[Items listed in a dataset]
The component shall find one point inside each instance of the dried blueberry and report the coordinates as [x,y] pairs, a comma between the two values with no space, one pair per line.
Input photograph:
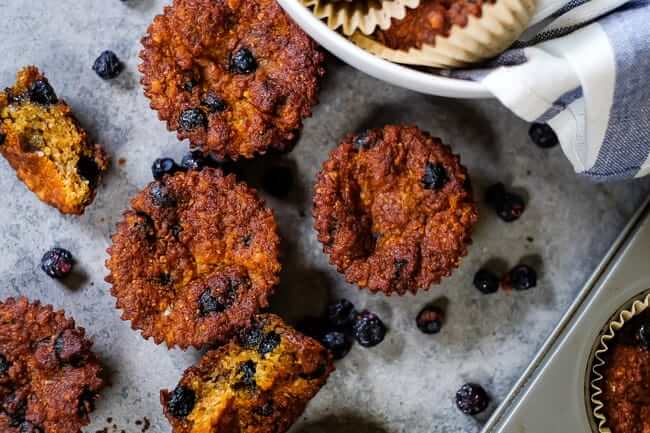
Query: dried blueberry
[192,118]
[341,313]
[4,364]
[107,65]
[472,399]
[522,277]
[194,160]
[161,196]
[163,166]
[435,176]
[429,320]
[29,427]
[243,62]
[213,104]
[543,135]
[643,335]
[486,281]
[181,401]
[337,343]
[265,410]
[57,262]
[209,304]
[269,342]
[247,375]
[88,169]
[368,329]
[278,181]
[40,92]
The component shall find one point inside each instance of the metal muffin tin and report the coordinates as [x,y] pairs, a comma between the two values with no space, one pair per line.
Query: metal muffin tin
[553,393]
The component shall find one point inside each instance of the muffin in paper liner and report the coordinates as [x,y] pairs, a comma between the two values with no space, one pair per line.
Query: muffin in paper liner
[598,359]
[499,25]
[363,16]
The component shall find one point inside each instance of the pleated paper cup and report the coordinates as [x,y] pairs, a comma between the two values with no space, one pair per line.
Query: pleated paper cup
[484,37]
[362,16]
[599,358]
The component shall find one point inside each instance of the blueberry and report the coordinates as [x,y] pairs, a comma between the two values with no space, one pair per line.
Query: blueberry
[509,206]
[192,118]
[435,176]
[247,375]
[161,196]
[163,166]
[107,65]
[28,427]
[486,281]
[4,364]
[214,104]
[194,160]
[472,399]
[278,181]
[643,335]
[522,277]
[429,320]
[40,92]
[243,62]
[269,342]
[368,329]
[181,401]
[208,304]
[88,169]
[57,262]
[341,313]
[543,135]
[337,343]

[Work to complete] Every line from the one containing "of the blueberry" through the last line of the entries should be output exactly; nothing else belongs in the reply.

[Exercise result]
The component shall find one point inside each instance of the blueberry and report the coordinates as [x,y] pairs, a comma between the two values with no space, one pair per line.
Query: blueberry
[509,206]
[192,118]
[435,176]
[247,375]
[161,196]
[163,166]
[107,65]
[28,427]
[486,281]
[4,364]
[214,104]
[194,160]
[472,399]
[278,181]
[643,335]
[522,277]
[429,320]
[40,92]
[243,62]
[269,342]
[368,329]
[181,401]
[208,304]
[88,169]
[57,262]
[341,313]
[543,135]
[337,343]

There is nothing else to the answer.